§ TEXTE PRÉSENTÉ
■ ■ ■ ■ ■ ■ ■

Vous pouvez également retourner vers les mêmes sources pour avoir une idée de l'évolution, au fil du temps, dans la perception de l'épidémie par les scientifiques. S'ils changent d'avis quant à la gravité de la maladie, il faut en informer le public.

Il est également bien inspiré de nouer des solides relations avec des sources gouvernementales. Cela peut s'avérer une tâche compliquée dans les pays en développement. Vous trouverez davantage de conseils en consultant le guide pratique de SciDev.Net intitulé : Journalisme et politique scientifique : mode d'emploi.
 

Une vision à long terme


Le public obtenant la plupart des informations sur une épidémie auprès des medias, on ne pourra lui reprocher de s'imaginer qu'une maladie a disparu lorsque les journalistes la délaissent. S'il ne faut pas submerger les gens d'information, il faut aussi veiller à les informer si la menace persiste.

Une affiche chinoise pour la prévention du SRAS.

Flickr/Oldtasty

Gardez les questions clés ci-dessus à l'esprit et jugez si les réponses évoluent à mesure que de nouvelles informations sur la maladie émergent.

En outre, lors des jours qui font suite à la profusion initiale d'articles consacrés à l'épidémie, l'opportunité d'un traitement approfondi du sujet se présente. Vous pourrez, par exemple, évaluer la réponse du gouvernement, ou la contribution de la recherche sur la maladie à l'avancement de la science en général (ou déterminer si des ressources vitales ont dû être prélevées dans d'autres domaines).

■ ■ ■ ■ ■ ■ ■

§ CONSIGNE
D'après le texte sur la couverture médiatique des épidémies, que faut-il faire si les scientifiques changent d'avis quant à la gravité de la maladie ? Les lignes suivantes n'interviennent en rien dans cet exercice.

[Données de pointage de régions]
■ ■ ■ ■ ■ ■ ■

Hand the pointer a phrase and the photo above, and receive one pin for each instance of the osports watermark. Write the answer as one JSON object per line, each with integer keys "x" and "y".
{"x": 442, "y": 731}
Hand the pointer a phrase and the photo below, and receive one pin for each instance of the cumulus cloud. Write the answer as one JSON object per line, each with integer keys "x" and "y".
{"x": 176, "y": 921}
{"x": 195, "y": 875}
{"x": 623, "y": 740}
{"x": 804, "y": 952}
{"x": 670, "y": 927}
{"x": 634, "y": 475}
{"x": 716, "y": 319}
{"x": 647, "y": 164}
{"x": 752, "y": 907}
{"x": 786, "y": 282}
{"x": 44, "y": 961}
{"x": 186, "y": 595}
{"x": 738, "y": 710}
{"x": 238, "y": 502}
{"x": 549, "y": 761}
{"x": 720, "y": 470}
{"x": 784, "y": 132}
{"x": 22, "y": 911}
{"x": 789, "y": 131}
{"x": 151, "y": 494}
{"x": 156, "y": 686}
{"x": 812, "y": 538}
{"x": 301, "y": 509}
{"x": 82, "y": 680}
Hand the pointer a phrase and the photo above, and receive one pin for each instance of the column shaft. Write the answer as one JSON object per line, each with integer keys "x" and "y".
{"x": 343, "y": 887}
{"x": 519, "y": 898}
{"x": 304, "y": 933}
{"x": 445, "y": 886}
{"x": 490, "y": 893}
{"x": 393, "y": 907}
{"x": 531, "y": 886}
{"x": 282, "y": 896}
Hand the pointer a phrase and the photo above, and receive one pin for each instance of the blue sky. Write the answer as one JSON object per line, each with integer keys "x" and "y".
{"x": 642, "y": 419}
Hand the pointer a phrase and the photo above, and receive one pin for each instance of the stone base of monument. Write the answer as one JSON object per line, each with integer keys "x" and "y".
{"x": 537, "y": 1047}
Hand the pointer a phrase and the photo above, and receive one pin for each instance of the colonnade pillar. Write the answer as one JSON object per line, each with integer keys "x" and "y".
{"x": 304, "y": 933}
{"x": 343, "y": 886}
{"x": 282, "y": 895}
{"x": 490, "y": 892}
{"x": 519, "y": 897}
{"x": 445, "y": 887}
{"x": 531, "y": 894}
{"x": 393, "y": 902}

■ ■ ■ ■ ■ ■ ■

§ RÉPONSE
Il faut en informer le public.